** start SUPPLIED ENTRIES **

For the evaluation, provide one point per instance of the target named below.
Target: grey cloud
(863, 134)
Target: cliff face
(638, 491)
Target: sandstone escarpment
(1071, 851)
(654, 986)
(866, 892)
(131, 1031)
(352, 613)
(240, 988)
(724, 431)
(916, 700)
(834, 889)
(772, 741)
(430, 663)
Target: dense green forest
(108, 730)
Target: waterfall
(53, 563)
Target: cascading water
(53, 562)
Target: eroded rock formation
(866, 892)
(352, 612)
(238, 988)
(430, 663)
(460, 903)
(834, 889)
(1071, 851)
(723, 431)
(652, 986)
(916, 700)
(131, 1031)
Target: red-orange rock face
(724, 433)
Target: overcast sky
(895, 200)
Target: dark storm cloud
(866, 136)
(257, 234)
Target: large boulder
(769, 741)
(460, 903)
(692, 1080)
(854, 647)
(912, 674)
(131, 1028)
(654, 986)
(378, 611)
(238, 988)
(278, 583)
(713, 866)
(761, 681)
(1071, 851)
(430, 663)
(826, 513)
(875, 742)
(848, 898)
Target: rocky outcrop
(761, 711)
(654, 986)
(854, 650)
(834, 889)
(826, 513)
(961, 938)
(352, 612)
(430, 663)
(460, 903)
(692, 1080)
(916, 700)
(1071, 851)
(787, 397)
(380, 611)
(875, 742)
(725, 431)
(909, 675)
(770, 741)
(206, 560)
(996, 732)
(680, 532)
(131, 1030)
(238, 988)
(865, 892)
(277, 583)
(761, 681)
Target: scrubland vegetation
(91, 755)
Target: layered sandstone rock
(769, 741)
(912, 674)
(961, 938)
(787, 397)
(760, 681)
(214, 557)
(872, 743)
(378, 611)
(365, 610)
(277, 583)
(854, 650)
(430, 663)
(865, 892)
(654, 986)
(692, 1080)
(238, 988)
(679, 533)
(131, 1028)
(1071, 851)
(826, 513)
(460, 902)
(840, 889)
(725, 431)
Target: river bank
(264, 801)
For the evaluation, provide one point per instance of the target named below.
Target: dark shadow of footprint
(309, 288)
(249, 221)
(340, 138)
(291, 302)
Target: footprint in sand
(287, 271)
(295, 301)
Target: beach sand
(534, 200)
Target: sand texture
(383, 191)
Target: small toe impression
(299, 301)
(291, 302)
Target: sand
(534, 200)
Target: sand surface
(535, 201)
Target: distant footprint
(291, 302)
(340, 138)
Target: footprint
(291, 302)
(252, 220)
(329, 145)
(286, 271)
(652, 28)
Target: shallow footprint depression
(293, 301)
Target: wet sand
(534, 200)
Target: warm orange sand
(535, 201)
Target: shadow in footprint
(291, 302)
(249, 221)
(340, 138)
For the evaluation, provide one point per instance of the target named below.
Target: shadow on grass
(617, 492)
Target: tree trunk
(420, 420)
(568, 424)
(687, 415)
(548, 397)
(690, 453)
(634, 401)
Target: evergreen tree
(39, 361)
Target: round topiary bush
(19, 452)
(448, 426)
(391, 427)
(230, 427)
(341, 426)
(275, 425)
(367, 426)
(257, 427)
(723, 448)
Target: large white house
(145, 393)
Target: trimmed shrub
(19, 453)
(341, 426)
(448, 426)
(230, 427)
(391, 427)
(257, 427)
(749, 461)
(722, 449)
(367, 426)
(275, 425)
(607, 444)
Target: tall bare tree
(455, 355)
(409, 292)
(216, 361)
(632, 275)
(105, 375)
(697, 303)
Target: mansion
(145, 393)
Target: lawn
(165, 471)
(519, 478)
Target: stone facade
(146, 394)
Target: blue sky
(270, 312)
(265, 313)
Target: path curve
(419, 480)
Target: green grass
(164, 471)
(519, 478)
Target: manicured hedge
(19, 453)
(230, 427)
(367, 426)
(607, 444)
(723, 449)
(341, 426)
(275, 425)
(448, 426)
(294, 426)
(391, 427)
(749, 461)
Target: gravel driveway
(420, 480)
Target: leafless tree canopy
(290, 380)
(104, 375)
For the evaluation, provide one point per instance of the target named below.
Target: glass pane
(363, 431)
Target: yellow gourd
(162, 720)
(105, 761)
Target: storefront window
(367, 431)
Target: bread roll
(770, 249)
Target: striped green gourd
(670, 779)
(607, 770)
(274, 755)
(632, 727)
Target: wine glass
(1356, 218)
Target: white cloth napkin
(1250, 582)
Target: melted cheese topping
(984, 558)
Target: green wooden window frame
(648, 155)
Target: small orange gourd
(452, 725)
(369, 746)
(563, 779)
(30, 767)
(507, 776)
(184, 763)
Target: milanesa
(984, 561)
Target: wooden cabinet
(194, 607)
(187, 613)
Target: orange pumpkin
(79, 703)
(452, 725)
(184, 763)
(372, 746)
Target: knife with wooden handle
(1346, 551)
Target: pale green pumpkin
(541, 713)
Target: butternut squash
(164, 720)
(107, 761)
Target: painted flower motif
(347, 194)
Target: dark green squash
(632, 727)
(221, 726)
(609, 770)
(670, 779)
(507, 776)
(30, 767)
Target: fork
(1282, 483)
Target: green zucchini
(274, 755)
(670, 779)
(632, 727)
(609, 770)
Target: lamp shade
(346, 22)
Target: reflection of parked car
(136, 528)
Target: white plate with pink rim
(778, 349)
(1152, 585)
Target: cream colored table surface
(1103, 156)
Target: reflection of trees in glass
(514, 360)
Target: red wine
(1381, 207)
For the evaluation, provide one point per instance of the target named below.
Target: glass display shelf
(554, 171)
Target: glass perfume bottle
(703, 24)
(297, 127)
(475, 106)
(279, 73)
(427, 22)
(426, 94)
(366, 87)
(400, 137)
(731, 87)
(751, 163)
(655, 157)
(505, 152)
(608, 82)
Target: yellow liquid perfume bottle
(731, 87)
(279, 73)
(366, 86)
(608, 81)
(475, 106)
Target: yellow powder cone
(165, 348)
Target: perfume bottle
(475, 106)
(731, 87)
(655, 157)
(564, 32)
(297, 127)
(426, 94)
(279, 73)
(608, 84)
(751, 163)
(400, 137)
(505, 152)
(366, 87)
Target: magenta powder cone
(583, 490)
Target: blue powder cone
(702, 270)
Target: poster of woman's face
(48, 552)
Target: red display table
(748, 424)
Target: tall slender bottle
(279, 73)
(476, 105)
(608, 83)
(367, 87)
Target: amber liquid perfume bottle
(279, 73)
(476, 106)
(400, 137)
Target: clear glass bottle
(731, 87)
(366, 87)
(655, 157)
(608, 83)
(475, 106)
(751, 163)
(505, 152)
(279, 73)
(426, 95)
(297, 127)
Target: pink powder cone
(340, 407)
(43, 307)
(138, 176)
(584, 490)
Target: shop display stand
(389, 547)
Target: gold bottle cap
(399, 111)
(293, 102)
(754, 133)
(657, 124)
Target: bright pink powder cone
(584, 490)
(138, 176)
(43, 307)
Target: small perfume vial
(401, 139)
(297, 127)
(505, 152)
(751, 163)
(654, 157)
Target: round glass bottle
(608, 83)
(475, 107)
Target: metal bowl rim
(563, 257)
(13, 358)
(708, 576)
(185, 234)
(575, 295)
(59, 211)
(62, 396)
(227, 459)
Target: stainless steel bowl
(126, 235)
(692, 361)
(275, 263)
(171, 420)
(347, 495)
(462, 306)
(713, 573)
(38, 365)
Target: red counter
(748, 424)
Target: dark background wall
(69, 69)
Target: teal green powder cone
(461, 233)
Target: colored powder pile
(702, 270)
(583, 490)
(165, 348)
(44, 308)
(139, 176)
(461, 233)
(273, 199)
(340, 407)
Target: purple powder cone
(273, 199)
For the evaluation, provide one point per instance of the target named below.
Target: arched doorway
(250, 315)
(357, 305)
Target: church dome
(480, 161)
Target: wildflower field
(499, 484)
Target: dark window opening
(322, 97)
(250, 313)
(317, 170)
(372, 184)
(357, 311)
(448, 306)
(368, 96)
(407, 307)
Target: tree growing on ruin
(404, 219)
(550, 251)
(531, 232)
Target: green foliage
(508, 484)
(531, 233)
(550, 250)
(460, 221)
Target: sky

** end SUPPLIED ENTRIES **

Starting with the line that contains "Target: round glass bottle", repeat each line through the last one exactly as it appears. Include both ends and nothing more.

_RESULT OF THE EXERCISE_
Target: round glass bottle
(608, 83)
(475, 107)
Target: metal bowl rim
(563, 257)
(13, 358)
(708, 576)
(185, 234)
(575, 295)
(59, 211)
(62, 396)
(227, 459)
Target: stainless steel bowl
(126, 235)
(692, 361)
(275, 263)
(171, 420)
(347, 495)
(462, 306)
(713, 573)
(38, 365)
Target: red counter
(748, 424)
Target: dark background wall
(69, 69)
Target: teal green powder cone
(461, 233)
Target: colored powder pile
(702, 270)
(583, 490)
(165, 348)
(44, 308)
(139, 176)
(461, 233)
(273, 199)
(340, 407)
Target: purple powder cone
(273, 199)
For the evaluation, provide one point per instance of the target named below.
Target: arched doorway
(250, 315)
(357, 305)
Target: church dome
(480, 161)
Target: wildflower field
(499, 484)
Target: dark window opening
(322, 97)
(250, 313)
(317, 170)
(372, 184)
(357, 311)
(448, 306)
(368, 96)
(407, 307)
Target: tree growing on ruin
(404, 219)
(550, 251)
(531, 232)
Target: green foliage
(508, 484)
(531, 233)
(550, 250)
(460, 221)
Target: sky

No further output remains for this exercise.